GIVEN PROBLEM — Extract every line of the rows below that contains the word "white", treating uppercase and lowercase as different.

GIVEN ENTRIES —
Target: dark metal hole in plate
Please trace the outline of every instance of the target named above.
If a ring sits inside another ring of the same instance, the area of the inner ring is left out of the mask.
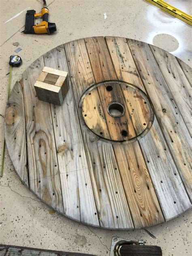
[[[112,91],[113,90],[113,87],[110,85],[108,85],[106,87],[106,90],[107,91],[109,91],[109,92]]]
[[[126,137],[127,136],[128,132],[127,131],[126,131],[124,130],[123,130],[122,131],[121,133],[122,135],[124,137]]]
[[[108,105],[107,112],[113,117],[119,117],[125,113],[125,108],[121,103],[112,102]]]

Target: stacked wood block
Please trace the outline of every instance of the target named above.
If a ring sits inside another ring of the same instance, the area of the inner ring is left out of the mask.
[[[68,73],[45,67],[34,86],[40,100],[61,106],[68,91]]]

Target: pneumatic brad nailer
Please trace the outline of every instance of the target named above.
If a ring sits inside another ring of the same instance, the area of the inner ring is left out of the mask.
[[[46,3],[45,0],[43,2]],[[34,10],[28,11],[26,14],[25,30],[22,31],[25,34],[48,34],[53,33],[57,30],[55,23],[48,22],[49,11],[44,7],[39,13],[36,13]],[[42,17],[43,21],[40,24],[34,25],[35,18]]]

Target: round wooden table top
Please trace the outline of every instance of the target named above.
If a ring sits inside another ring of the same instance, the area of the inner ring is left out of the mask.
[[[61,106],[36,95],[45,66],[68,73]],[[191,72],[165,51],[124,38],[50,51],[7,103],[16,171],[46,203],[89,225],[138,228],[178,216],[191,207]]]

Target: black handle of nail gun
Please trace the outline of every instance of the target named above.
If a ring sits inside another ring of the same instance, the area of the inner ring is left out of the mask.
[[[44,21],[48,22],[48,18],[49,18],[49,13],[46,13],[45,14],[43,14],[43,20]]]

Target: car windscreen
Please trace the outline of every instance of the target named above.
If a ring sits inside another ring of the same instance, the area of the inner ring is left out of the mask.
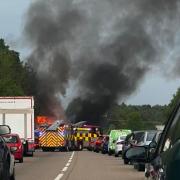
[[[6,143],[17,143],[18,139],[16,136],[4,136],[3,137]]]
[[[133,140],[135,140],[137,143],[144,141],[145,132],[137,132],[134,134]]]
[[[147,133],[147,138],[146,141],[152,141],[154,136],[155,136],[156,132],[148,132]]]

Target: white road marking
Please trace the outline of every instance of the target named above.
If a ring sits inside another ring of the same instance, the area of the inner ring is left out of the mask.
[[[70,164],[71,164],[71,163],[67,163],[67,164],[66,164],[66,167],[70,166]]]
[[[74,157],[74,151],[72,152],[71,157],[69,158],[66,166],[61,170],[61,173],[58,174],[58,176],[54,180],[60,180],[64,176],[64,174],[62,172],[67,171],[68,167],[71,165],[73,157]]]
[[[64,167],[64,168],[62,169],[62,172],[67,171],[67,169],[68,169],[68,167]]]
[[[54,180],[60,180],[63,176],[64,174],[59,174]]]

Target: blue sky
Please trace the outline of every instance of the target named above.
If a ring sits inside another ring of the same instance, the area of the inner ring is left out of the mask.
[[[0,0],[0,38],[4,38],[11,48],[26,56],[17,40],[22,38],[25,13],[32,0]],[[127,98],[128,104],[167,104],[180,87],[180,79],[166,79],[158,72],[149,73],[138,90]]]

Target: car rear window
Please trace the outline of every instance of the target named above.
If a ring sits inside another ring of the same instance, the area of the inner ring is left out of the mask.
[[[18,139],[16,136],[5,136],[4,140],[6,143],[17,143]]]
[[[125,140],[126,139],[126,136],[121,136],[120,137],[120,140]]]

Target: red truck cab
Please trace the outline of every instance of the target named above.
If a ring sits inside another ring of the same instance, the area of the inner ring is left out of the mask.
[[[18,134],[7,134],[3,135],[3,138],[9,148],[13,147],[15,151],[13,152],[15,160],[19,160],[20,163],[23,162],[23,145]]]

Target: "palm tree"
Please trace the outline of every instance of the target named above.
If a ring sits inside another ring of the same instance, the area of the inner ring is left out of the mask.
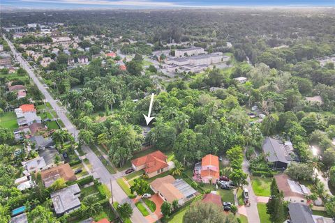
[[[173,176],[180,176],[184,171],[184,167],[181,162],[178,160],[174,161],[174,168],[172,169]]]
[[[97,197],[96,195],[91,195],[85,197],[82,200],[82,203],[87,208],[87,212],[90,215],[95,215],[101,211],[103,207],[96,202]]]

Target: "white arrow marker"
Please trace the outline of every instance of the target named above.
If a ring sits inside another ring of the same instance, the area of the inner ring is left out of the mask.
[[[149,106],[149,112],[148,112],[148,116],[147,116],[145,114],[143,114],[143,116],[145,118],[145,121],[147,122],[147,125],[150,123],[152,119],[154,119],[155,117],[150,117],[150,115],[151,114],[151,108],[152,108],[152,104],[154,103],[154,95],[155,94],[153,93],[151,94],[151,99],[150,100],[150,105]]]

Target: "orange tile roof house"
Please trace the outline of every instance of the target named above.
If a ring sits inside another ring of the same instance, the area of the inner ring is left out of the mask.
[[[75,173],[68,163],[44,170],[40,172],[40,177],[45,187],[49,187],[58,178],[63,178],[66,182],[77,180]]]
[[[207,154],[202,157],[201,163],[195,164],[193,178],[203,183],[215,183],[220,178],[218,157]]]
[[[135,171],[144,169],[149,178],[169,170],[168,157],[160,151],[131,160],[133,168]]]

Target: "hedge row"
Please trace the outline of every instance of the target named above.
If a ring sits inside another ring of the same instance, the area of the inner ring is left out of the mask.
[[[251,174],[253,176],[268,176],[268,177],[272,177],[274,176],[274,172],[272,171],[251,171]]]

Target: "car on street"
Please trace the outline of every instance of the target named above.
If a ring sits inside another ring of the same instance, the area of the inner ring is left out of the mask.
[[[133,173],[135,170],[133,168],[128,169],[126,171],[126,174],[129,174],[131,173]]]
[[[142,195],[142,198],[143,198],[143,199],[148,199],[148,198],[150,198],[150,197],[151,197],[151,194],[148,194],[148,193],[145,193],[144,194]]]
[[[229,178],[225,176],[220,176],[220,180],[229,181]]]
[[[81,173],[81,172],[82,172],[82,169],[81,168],[77,169],[76,170],[75,170],[75,174],[78,174],[79,173]]]
[[[223,184],[220,186],[220,188],[221,189],[223,189],[223,190],[230,190],[230,187],[226,184]]]

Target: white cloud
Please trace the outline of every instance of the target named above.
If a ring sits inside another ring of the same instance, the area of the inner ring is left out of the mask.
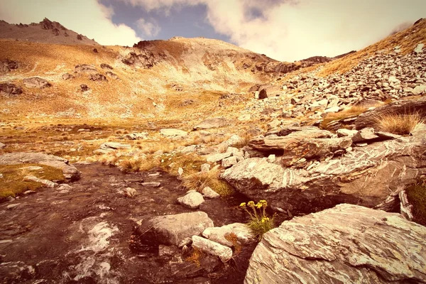
[[[161,28],[156,23],[146,21],[142,18],[136,21],[136,26],[148,36],[156,36],[161,31]]]
[[[121,1],[166,12],[202,4],[216,32],[244,48],[287,61],[361,49],[426,11],[425,0]]]
[[[112,15],[111,6],[97,0],[0,1],[0,19],[9,23],[38,23],[46,17],[104,45],[131,46],[141,40],[129,26],[112,23]]]

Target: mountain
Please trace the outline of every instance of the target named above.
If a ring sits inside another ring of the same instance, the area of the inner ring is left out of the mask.
[[[0,21],[0,38],[63,45],[99,45],[94,40],[68,30],[60,23],[47,18],[38,23],[32,23],[29,25],[15,25]]]

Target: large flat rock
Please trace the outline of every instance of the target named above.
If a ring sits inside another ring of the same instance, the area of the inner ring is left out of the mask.
[[[0,165],[36,163],[50,165],[62,170],[64,178],[70,180],[80,179],[81,173],[68,160],[43,153],[9,153],[0,155]]]
[[[244,283],[426,283],[425,239],[398,214],[340,204],[264,234]]]

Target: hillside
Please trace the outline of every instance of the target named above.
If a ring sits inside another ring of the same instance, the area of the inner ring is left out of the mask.
[[[38,23],[14,25],[0,21],[0,38],[65,45],[99,45],[94,40],[45,18]]]

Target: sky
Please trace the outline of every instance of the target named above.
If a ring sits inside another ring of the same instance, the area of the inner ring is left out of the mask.
[[[105,45],[202,36],[281,61],[357,50],[426,17],[426,0],[0,0],[0,19],[45,17]]]

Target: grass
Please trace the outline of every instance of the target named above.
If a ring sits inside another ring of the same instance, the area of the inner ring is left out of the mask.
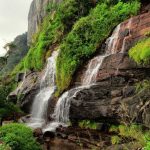
[[[75,71],[90,58],[116,25],[136,15],[140,3],[98,4],[88,16],[79,19],[60,46],[57,59],[58,95],[71,83]]]
[[[129,56],[138,64],[150,65],[150,38],[139,41],[130,49]]]

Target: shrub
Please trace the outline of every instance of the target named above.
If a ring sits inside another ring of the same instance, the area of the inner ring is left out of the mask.
[[[97,129],[97,123],[90,120],[82,120],[79,122],[79,127],[85,129]]]
[[[6,144],[0,144],[0,150],[11,150],[11,148]]]
[[[46,9],[48,14],[39,31],[33,36],[27,56],[15,70],[42,69],[46,62],[46,53],[51,50],[50,46],[58,45],[71,30],[74,22],[88,13],[92,7],[90,2],[90,0],[64,0],[59,5],[50,3]]]
[[[111,143],[113,144],[113,145],[115,145],[115,144],[119,144],[120,143],[120,137],[119,136],[112,136],[111,137]]]
[[[98,4],[87,17],[76,22],[60,47],[56,73],[58,93],[70,85],[79,65],[96,52],[112,29],[121,21],[135,15],[139,8],[140,4],[135,1],[119,2],[115,6]]]
[[[149,131],[146,133],[142,130],[142,127],[140,125],[132,124],[130,126],[126,125],[119,125],[118,127],[112,126],[110,128],[110,132],[115,132],[116,136],[113,136],[111,141],[112,144],[118,144],[118,142],[127,141],[127,139],[130,139],[130,142],[137,142],[141,147],[144,147],[147,145],[150,135]],[[119,136],[119,137],[118,137]]]
[[[129,56],[138,64],[150,65],[150,38],[144,39],[132,47]]]
[[[8,124],[0,128],[0,139],[12,150],[40,150],[32,130],[23,124]]]
[[[20,113],[20,109],[12,102],[7,101],[7,96],[16,87],[14,81],[0,82],[0,118],[13,117],[15,113]]]

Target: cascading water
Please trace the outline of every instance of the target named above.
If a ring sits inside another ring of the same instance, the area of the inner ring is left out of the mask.
[[[121,24],[119,24],[116,29],[114,30],[113,34],[111,37],[109,37],[106,40],[106,44],[107,44],[107,53],[111,53],[111,54],[115,54],[116,53],[116,47],[117,47],[117,41],[119,38],[119,33],[120,33],[120,29],[121,29]]]
[[[28,125],[33,128],[42,127],[46,123],[48,102],[56,88],[55,62],[57,55],[58,52],[54,51],[52,56],[48,58],[45,74],[40,83],[40,91],[36,95],[32,105],[31,119]]]
[[[126,26],[126,28],[129,30],[129,36],[131,36],[132,20],[133,20],[133,18],[130,18],[129,21],[128,21],[128,23],[127,23],[127,26]],[[127,36],[127,37],[125,37],[125,38],[123,39],[123,44],[122,44],[122,48],[121,48],[121,52],[120,52],[120,53],[124,53],[124,52],[125,52],[126,40],[127,40],[127,38],[128,38],[129,36]]]
[[[108,38],[108,40],[106,41],[107,48],[106,48],[105,54],[97,56],[89,62],[87,71],[85,72],[83,80],[82,80],[82,85],[65,92],[59,98],[56,104],[54,113],[52,115],[54,122],[51,122],[50,124],[48,124],[47,127],[44,129],[44,132],[52,131],[52,130],[54,131],[59,125],[66,126],[67,122],[69,122],[69,110],[70,110],[71,99],[76,96],[78,91],[80,91],[83,88],[84,89],[89,88],[90,85],[96,82],[98,71],[105,57],[109,56],[110,54],[116,53],[115,48],[117,46],[119,32],[120,32],[120,25],[116,27],[112,36]]]
[[[99,68],[102,65],[102,62],[104,60],[104,58],[108,56],[106,55],[100,55],[97,57],[94,57],[90,63],[88,64],[88,68],[85,72],[84,78],[82,80],[82,85],[90,85],[92,83],[96,82],[96,77],[99,71]]]

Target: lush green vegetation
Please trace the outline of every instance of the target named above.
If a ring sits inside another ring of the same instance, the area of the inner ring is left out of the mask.
[[[100,47],[112,29],[131,15],[136,15],[139,8],[137,1],[119,2],[114,6],[102,3],[76,22],[60,47],[56,76],[58,93],[70,85],[79,65]]]
[[[110,132],[117,133],[112,136],[112,144],[119,144],[123,142],[137,143],[139,146],[144,147],[146,150],[150,148],[150,132],[143,131],[140,125],[119,125],[112,126]],[[127,140],[128,139],[128,140]]]
[[[138,42],[130,49],[129,55],[137,63],[149,65],[150,64],[150,38],[146,38]]]
[[[27,56],[15,70],[40,70],[46,61],[47,52],[56,48],[63,37],[71,30],[72,25],[81,16],[86,15],[92,7],[90,0],[64,0],[60,5],[50,3],[48,14],[39,31],[33,36],[33,42]]]
[[[91,120],[82,120],[79,122],[79,127],[80,128],[85,128],[85,129],[97,129],[97,123]]]
[[[40,150],[32,130],[23,124],[8,124],[0,127],[0,140],[12,150]]]
[[[16,88],[16,84],[12,80],[10,83],[6,78],[2,78],[3,81],[0,81],[0,118],[14,117],[15,114],[21,113],[15,104],[7,100],[7,96]]]

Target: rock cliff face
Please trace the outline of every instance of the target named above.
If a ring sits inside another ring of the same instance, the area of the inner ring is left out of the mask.
[[[31,42],[32,35],[46,15],[45,7],[49,2],[51,0],[33,0],[29,12],[28,43]],[[137,65],[128,56],[129,49],[144,39],[146,32],[149,31],[150,12],[147,10],[118,25],[104,44],[105,51],[109,52],[109,55],[104,57],[99,67],[95,84],[70,90],[73,92],[70,95],[76,93],[71,98],[71,120],[98,119],[109,123],[134,121],[150,127],[149,90],[137,93],[135,87],[139,81],[149,78],[150,68]],[[103,51],[103,48],[100,49],[99,54]],[[86,68],[87,65],[82,66],[77,72],[72,87],[81,84]],[[26,112],[29,112],[29,107],[39,89],[40,76],[41,73],[35,72],[27,74],[21,88],[10,94],[10,97],[15,99],[18,94],[23,96],[19,105]],[[50,111],[53,106],[50,104]]]
[[[51,2],[61,0],[33,0],[28,15],[28,45],[32,42],[32,36],[37,32],[39,25],[46,15],[46,7]]]
[[[128,50],[150,31],[150,13],[130,18],[116,31],[118,34],[113,33],[115,37],[112,35],[106,41],[106,51],[110,47],[113,52],[104,58],[96,83],[78,90],[72,98],[70,118],[135,121],[150,127],[149,92],[135,92],[135,83],[149,78],[150,68],[138,66],[128,56]]]
[[[7,74],[20,62],[27,54],[27,33],[17,36],[9,46],[8,54],[5,58],[5,65],[0,70],[0,75]]]

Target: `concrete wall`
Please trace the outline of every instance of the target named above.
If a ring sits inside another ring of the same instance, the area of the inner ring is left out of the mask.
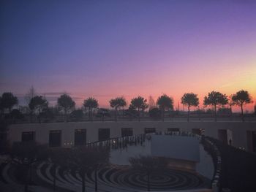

CORRECT OUTPUT —
Target: white road marking
Target: "white arrow marker"
Target: white cloud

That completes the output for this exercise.